*WHAT THE TASK ASKS*
Look through the listing for the string "person" and copy out every line that holds it.

EXCERPTED DATA section start

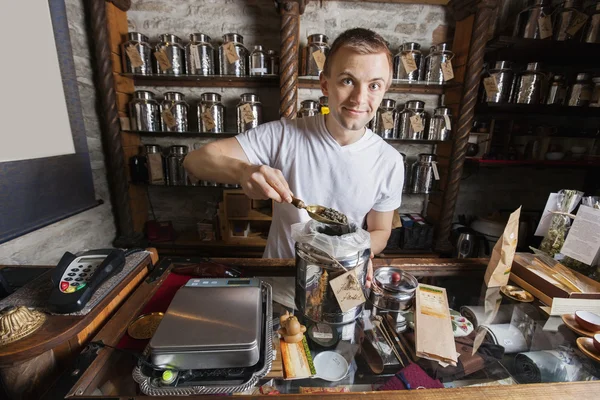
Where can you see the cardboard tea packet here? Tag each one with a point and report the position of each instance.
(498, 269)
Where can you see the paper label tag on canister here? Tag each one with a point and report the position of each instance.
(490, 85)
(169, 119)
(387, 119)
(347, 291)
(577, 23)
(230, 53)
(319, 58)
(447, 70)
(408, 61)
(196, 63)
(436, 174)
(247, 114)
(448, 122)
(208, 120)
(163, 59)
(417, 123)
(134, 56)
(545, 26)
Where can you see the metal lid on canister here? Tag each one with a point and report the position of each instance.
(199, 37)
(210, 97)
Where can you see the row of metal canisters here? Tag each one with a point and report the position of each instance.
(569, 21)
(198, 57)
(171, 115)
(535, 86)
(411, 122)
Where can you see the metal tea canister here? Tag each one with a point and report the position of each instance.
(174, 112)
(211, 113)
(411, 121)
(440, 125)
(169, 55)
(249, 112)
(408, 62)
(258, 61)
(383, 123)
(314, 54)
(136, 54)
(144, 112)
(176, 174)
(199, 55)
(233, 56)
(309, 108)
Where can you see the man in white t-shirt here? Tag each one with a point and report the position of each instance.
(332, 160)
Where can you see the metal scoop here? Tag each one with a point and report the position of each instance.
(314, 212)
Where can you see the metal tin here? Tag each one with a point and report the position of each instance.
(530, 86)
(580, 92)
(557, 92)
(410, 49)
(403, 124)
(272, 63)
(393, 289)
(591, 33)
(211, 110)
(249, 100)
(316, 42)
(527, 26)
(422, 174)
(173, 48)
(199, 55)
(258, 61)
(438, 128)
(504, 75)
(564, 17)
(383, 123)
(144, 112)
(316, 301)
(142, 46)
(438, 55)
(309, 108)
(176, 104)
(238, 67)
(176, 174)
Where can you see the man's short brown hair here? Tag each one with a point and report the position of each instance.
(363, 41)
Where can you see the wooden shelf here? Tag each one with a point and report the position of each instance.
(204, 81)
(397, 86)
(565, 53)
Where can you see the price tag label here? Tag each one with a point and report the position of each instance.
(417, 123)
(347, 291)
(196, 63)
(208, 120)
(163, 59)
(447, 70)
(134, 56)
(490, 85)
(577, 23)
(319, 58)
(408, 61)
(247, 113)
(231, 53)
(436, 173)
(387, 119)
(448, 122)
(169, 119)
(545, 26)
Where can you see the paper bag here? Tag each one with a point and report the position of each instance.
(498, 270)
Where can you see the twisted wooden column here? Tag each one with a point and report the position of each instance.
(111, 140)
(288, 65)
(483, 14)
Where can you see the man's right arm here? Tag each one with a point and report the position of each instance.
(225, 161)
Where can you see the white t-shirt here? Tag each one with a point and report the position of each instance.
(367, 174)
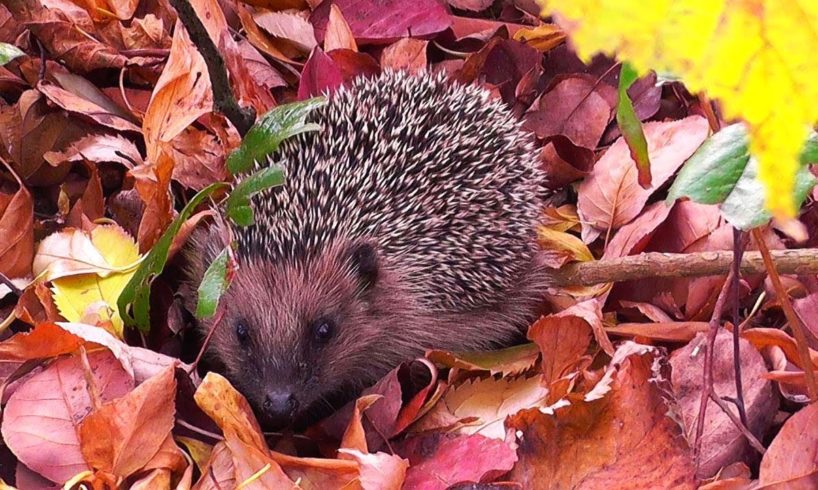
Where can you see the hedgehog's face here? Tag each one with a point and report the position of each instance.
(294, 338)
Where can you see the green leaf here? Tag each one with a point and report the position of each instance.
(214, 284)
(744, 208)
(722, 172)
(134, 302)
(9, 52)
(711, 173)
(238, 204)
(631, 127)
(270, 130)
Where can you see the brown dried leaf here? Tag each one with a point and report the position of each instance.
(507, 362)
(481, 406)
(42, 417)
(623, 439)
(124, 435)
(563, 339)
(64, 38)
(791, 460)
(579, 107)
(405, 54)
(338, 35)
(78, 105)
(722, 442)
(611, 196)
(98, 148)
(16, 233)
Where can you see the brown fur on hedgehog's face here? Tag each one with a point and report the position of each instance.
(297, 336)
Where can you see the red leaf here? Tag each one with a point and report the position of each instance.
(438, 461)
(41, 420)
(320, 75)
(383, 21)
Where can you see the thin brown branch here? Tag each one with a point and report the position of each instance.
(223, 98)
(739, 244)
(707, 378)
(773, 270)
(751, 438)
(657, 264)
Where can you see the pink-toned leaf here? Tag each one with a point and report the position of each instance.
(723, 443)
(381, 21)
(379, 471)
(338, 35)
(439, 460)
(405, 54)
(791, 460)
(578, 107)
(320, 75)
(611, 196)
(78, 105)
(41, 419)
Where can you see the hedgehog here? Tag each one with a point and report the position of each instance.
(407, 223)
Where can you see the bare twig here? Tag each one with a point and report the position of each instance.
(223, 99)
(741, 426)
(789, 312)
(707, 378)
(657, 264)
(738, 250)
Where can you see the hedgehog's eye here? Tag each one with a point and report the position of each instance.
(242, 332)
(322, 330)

EXCERPTED DATA section end
EXCERPTED DATA section start

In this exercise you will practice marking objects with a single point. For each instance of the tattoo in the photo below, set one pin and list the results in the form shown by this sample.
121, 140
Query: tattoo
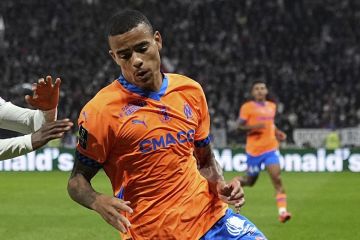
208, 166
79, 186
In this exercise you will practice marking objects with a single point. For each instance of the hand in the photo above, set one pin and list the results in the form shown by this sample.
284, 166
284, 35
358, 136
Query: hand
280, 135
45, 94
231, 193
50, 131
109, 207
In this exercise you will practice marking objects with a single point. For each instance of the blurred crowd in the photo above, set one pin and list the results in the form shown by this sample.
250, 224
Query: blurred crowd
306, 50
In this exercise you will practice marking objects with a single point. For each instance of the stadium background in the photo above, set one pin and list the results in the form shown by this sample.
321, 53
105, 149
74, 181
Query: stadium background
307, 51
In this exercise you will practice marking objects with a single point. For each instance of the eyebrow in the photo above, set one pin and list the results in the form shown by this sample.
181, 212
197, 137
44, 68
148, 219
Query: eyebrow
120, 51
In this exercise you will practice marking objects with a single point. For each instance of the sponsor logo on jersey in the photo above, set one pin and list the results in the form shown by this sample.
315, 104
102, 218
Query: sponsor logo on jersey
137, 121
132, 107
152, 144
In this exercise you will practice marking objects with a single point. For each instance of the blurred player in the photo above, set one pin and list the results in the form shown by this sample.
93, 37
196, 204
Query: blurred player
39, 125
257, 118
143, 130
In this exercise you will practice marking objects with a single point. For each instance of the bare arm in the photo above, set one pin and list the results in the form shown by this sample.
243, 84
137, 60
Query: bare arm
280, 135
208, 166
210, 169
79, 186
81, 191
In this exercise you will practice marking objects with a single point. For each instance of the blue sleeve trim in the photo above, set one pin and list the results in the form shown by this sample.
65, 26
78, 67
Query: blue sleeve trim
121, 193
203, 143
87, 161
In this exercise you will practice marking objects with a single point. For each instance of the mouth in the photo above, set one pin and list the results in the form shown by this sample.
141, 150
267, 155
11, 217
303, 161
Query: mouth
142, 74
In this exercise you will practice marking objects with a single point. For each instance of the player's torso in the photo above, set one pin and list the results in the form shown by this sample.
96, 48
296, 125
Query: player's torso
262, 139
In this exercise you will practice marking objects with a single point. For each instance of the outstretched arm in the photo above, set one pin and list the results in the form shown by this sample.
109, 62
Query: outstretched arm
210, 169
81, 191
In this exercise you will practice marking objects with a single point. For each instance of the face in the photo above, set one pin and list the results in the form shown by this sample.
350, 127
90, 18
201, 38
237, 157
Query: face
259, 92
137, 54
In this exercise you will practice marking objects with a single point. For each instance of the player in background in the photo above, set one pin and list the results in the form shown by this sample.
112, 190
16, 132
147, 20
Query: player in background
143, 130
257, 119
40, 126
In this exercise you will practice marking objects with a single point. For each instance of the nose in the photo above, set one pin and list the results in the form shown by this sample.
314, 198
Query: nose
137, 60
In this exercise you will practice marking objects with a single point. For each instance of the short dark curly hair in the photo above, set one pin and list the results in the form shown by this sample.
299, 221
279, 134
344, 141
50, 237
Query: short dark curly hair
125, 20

EXCERPTED DATA section end
EXCERPTED DATA section start

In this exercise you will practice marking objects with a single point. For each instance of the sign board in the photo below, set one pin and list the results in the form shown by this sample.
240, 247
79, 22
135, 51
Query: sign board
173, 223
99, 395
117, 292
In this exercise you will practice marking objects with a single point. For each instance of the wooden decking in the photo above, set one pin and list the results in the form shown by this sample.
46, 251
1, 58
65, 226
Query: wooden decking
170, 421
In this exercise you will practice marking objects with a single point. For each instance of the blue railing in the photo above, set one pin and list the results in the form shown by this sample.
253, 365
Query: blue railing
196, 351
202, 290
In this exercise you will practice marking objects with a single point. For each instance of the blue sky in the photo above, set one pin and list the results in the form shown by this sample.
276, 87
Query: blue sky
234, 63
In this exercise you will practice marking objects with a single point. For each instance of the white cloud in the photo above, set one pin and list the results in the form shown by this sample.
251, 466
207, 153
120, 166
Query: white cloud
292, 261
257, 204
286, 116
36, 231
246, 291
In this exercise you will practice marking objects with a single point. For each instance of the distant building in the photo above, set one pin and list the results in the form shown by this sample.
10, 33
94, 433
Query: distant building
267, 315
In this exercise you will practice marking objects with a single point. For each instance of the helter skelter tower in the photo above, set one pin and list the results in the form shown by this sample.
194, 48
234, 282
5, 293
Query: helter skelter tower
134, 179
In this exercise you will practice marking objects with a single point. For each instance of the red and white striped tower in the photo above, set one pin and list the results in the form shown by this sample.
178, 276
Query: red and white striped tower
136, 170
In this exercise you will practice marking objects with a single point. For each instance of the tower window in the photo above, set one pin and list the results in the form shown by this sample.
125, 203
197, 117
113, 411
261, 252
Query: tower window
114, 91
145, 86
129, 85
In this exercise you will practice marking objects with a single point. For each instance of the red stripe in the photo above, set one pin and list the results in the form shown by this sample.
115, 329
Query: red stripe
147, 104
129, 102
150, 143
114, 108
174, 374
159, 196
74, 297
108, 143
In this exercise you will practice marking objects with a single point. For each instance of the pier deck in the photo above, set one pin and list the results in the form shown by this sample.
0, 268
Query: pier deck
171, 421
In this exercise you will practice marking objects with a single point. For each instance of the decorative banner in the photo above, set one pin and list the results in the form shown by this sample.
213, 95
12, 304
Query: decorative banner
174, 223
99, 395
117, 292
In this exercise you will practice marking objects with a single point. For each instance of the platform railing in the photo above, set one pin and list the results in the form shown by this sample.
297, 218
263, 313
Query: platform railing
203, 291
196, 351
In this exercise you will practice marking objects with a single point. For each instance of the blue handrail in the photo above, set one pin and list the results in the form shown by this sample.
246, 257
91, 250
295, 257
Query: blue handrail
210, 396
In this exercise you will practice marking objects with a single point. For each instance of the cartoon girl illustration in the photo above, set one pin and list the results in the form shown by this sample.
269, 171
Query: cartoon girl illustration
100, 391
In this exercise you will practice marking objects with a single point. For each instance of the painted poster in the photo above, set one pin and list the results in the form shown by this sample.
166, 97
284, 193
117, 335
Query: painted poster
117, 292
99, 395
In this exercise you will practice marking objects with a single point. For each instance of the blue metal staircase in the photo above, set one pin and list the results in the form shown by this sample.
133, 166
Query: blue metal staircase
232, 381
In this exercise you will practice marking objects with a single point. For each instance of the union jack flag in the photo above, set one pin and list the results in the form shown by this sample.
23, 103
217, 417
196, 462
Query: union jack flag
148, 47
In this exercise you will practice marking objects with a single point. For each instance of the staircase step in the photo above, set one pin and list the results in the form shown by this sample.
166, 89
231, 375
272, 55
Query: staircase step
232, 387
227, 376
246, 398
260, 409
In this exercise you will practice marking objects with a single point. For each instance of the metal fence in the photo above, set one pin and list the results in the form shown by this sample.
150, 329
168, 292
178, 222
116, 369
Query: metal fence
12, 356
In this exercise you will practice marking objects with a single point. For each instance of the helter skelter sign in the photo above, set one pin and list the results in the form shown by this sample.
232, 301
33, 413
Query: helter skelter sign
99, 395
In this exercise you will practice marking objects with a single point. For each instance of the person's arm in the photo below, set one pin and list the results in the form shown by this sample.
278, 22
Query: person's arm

EXCERPTED DATA section end

*ANSWER FOR THIS EXERCISE*
In this exercise you will practice marking objects with a single point. For each instance of the person's arm in the photo below, set one pin and list the results in the form shown by this sample.
Query: person's arm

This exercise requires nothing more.